_TASK TO CARRY OUT_.
Gather every line from the block of data below that contains the string "flower", treating uppercase and lowercase as distinct.

[A block of data]
===============
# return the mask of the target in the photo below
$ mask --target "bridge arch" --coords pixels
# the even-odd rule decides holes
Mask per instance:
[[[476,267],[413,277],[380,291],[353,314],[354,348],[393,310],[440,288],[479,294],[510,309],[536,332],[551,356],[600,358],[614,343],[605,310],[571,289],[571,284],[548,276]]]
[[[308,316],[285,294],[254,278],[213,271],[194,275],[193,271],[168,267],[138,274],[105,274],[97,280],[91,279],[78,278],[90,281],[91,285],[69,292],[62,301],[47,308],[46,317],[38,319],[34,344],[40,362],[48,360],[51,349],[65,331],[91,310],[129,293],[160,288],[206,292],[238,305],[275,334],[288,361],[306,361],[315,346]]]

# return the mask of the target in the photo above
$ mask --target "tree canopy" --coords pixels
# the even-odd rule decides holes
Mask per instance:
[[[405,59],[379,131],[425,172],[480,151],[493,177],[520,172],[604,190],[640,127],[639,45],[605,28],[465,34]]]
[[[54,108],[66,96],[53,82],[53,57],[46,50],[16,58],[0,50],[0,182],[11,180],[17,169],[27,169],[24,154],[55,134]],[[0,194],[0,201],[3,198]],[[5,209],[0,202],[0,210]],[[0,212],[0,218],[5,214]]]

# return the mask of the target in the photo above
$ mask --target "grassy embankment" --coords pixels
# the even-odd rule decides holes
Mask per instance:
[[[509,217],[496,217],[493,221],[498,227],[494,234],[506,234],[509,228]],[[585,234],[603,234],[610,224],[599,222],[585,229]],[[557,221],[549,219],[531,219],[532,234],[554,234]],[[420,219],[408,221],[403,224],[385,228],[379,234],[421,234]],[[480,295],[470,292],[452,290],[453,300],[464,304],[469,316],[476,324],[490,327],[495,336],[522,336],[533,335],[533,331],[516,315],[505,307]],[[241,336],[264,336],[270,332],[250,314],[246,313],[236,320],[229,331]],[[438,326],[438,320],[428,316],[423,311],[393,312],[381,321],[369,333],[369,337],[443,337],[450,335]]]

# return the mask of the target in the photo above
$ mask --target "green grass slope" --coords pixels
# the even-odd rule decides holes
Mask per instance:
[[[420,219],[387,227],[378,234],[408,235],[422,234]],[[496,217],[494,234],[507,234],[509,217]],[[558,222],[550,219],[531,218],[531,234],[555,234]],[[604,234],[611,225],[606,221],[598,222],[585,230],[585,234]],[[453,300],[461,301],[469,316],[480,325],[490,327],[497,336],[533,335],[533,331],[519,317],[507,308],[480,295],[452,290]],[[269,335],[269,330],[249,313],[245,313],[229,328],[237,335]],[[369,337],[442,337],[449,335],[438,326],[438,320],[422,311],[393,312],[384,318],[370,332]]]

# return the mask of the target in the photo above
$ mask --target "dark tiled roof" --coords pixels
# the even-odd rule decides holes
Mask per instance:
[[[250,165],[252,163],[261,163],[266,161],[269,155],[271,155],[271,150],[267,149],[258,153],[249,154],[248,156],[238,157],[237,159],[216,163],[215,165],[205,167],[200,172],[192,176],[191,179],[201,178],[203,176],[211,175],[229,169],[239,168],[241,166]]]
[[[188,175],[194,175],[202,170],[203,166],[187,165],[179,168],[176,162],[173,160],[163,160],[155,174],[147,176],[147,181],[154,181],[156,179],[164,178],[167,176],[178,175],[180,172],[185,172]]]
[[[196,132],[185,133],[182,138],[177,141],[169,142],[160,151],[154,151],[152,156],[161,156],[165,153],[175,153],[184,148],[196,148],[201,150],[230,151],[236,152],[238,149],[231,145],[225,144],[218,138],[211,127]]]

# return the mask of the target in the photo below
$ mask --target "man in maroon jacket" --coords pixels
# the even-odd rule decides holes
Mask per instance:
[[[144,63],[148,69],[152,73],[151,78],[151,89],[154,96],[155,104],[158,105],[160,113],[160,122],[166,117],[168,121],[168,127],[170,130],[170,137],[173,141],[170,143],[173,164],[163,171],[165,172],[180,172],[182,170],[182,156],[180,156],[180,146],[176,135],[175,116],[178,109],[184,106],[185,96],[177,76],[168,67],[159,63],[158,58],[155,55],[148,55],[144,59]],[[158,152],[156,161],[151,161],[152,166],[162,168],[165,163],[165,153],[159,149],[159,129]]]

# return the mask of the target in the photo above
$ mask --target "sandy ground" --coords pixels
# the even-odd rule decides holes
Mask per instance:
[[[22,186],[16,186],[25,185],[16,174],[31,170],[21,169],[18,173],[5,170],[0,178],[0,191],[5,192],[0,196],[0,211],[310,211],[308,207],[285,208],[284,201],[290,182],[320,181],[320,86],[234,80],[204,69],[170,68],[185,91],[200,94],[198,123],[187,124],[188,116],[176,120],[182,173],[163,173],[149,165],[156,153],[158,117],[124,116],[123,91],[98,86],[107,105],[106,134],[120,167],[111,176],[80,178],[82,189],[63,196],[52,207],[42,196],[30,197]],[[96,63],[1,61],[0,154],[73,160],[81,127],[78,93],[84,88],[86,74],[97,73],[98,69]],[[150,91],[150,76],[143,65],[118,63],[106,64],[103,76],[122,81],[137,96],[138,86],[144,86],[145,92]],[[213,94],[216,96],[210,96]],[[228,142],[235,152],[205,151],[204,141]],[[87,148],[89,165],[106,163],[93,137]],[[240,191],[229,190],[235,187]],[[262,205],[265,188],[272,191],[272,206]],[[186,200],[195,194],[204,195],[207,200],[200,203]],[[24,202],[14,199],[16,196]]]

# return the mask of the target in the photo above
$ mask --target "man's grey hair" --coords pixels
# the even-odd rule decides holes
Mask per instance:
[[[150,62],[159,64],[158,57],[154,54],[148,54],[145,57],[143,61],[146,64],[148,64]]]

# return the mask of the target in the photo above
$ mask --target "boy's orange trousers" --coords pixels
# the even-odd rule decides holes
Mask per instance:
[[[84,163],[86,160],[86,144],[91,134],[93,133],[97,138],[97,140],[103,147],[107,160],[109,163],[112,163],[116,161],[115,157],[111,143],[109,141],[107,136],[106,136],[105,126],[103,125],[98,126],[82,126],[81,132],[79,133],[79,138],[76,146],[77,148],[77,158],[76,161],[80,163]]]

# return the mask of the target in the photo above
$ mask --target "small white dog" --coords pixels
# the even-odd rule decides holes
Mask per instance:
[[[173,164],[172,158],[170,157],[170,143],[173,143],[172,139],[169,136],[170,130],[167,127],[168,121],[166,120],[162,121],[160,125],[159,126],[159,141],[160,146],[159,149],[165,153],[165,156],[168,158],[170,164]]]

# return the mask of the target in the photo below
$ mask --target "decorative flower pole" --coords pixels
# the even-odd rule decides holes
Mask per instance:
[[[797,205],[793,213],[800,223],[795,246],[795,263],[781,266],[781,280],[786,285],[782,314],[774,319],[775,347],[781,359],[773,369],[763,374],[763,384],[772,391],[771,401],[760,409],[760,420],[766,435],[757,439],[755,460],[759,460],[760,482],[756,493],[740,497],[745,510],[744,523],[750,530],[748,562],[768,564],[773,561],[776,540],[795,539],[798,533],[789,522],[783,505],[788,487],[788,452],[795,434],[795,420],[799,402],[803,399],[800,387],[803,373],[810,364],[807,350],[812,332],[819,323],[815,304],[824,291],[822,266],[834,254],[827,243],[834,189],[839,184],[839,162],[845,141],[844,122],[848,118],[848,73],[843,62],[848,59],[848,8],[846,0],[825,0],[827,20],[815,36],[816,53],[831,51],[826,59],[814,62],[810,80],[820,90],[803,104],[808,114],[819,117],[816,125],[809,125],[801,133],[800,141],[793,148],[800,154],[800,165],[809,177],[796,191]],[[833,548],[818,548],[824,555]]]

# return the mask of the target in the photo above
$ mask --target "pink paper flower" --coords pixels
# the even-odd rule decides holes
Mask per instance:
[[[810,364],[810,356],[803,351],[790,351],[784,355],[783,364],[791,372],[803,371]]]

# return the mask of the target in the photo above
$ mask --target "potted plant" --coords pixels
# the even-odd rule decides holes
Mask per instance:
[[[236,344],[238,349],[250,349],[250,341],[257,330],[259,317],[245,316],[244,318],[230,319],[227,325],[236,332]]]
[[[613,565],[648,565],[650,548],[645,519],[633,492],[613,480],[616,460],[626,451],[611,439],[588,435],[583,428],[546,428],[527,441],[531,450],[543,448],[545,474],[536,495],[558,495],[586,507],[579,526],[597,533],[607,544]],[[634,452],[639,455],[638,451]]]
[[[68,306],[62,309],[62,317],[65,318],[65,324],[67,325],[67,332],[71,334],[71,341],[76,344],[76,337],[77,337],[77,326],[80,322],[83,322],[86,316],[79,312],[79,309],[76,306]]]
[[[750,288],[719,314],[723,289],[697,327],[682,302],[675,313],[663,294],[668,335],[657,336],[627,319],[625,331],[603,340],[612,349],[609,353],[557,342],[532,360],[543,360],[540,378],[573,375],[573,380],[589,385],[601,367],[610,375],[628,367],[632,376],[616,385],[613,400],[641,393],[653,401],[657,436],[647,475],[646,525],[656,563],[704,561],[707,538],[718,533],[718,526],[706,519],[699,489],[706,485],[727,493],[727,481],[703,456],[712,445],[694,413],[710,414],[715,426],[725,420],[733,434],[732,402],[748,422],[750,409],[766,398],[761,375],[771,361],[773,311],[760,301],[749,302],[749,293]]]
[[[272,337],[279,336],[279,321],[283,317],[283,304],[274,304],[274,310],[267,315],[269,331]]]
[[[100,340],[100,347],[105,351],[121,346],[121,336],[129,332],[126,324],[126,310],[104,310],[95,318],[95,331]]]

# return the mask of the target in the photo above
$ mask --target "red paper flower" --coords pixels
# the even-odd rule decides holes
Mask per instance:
===============
_CORRECT ANSWER_.
$ mask --target "decorative flower pole" --coords pixels
$ mask --target "pink paper flower" --coords pixels
$ mask --target "red paper flower" --coords pixels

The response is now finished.